→ Material supplied
******

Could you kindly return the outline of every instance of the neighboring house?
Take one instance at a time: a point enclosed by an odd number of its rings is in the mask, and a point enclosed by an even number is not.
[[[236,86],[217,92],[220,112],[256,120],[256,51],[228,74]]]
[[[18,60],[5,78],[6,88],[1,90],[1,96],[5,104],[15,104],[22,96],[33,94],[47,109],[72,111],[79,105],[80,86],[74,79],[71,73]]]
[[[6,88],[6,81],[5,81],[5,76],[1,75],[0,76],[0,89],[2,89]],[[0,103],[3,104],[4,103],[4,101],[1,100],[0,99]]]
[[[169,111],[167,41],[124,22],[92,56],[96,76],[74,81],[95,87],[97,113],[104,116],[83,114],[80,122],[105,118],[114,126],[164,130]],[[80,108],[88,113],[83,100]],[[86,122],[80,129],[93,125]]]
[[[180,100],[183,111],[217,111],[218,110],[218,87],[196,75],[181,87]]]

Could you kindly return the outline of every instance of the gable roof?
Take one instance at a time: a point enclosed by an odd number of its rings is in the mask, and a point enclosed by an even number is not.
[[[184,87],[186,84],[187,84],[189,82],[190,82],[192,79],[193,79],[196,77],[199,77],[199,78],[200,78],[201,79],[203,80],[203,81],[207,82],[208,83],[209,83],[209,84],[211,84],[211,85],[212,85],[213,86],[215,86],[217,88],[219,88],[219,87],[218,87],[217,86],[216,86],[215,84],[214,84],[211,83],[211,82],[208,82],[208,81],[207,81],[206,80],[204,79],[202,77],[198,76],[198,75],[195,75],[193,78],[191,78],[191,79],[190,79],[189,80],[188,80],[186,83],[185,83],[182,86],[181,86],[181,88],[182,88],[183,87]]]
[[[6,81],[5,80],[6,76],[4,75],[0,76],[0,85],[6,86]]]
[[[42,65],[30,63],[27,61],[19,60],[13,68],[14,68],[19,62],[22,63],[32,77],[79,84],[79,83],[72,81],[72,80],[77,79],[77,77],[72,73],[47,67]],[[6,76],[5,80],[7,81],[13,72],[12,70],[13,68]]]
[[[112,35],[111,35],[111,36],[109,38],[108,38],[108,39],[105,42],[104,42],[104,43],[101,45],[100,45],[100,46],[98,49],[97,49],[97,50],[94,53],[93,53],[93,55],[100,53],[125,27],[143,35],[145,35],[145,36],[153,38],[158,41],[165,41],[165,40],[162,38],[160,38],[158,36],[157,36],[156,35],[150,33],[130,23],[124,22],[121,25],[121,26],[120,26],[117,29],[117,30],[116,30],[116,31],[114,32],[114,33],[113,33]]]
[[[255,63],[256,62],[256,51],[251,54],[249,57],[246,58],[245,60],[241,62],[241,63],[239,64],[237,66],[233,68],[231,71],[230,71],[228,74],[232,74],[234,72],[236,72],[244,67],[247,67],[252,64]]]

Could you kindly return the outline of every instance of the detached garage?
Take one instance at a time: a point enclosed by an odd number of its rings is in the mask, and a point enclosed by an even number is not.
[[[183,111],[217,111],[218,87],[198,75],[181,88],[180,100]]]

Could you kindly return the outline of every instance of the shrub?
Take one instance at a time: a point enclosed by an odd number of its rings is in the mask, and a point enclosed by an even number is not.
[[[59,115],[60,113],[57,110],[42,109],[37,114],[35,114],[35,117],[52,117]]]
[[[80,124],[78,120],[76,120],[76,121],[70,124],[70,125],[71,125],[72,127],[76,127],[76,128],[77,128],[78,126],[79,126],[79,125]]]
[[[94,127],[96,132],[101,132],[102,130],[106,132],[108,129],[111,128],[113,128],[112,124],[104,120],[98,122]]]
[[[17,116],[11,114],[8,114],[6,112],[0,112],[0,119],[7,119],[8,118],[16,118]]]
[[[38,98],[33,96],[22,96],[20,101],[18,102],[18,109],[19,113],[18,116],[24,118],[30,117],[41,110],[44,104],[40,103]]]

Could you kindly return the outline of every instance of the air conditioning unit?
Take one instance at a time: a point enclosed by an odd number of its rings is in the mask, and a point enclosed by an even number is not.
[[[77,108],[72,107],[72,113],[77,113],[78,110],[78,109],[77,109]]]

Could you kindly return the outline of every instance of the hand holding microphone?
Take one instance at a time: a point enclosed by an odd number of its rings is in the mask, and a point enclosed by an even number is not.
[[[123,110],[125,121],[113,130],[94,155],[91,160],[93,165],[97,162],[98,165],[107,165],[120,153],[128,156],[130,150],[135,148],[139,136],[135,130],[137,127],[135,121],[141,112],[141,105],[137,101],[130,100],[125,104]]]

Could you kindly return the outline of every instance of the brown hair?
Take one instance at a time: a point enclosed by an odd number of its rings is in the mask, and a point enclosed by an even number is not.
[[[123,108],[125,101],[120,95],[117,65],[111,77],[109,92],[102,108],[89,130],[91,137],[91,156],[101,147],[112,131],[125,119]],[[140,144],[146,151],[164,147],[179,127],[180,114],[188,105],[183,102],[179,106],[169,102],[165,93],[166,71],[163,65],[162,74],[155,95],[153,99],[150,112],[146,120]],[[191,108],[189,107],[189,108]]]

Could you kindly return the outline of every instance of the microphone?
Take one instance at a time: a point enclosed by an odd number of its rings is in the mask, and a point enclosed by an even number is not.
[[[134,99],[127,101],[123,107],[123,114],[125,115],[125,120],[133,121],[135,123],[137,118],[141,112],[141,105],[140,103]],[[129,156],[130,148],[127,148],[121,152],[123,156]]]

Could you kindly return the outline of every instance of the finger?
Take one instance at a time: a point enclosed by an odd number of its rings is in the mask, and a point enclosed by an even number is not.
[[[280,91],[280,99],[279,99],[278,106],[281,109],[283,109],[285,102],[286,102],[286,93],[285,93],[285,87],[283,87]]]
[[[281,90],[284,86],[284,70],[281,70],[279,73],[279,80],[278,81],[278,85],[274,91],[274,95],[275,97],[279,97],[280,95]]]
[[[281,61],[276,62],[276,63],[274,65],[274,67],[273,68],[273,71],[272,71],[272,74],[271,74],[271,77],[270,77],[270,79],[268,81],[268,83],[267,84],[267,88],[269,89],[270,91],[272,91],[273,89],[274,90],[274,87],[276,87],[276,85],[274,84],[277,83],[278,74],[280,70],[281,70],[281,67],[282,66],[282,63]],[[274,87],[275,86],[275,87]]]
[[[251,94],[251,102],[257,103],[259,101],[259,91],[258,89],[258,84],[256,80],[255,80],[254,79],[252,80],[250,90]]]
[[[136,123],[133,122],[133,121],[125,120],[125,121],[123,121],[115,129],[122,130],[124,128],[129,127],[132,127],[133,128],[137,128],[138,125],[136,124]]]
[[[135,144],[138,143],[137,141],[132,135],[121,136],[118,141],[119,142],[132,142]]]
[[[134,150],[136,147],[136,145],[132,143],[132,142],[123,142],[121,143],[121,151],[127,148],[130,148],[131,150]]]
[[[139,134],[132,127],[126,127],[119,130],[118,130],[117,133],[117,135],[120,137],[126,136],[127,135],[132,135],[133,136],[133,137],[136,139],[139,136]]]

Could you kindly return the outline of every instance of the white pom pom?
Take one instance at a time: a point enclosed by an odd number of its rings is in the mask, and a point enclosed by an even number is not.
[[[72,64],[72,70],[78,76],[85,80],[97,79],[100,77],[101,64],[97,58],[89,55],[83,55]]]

******

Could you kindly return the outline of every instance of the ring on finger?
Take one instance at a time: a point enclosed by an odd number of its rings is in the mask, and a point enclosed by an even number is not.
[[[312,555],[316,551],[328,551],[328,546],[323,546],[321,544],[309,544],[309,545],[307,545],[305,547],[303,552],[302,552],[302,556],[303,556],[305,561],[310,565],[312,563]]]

******

→ Exercise
Pick out every line in the records above that contains the string "Could", treating uppercase and lowercase letters as distinct, and copy each such line in full.

→ Answer to this exercise
Could you kindly return the outline of every instance of the neighboring house?
Could you kindly return the outline of every instance of the gable roof?
Could you kindly return the outline of every instance of the detached garage?
Could you kindly return the outline of every instance of the shrub?
Could you kindly return the outline of every instance of the air conditioning unit?
Could you kindly return the outline of every instance of the hand holding microphone?
Could you kindly return the outline of every instance of the brown hair?
Could you kindly return the outline of every instance of the microphone?
Could you kindly return the outline of every instance of the finger?
Could you kindly return the outline of every instance of the white pom pom?
Could you kindly return the outline of every instance of the ring on finger?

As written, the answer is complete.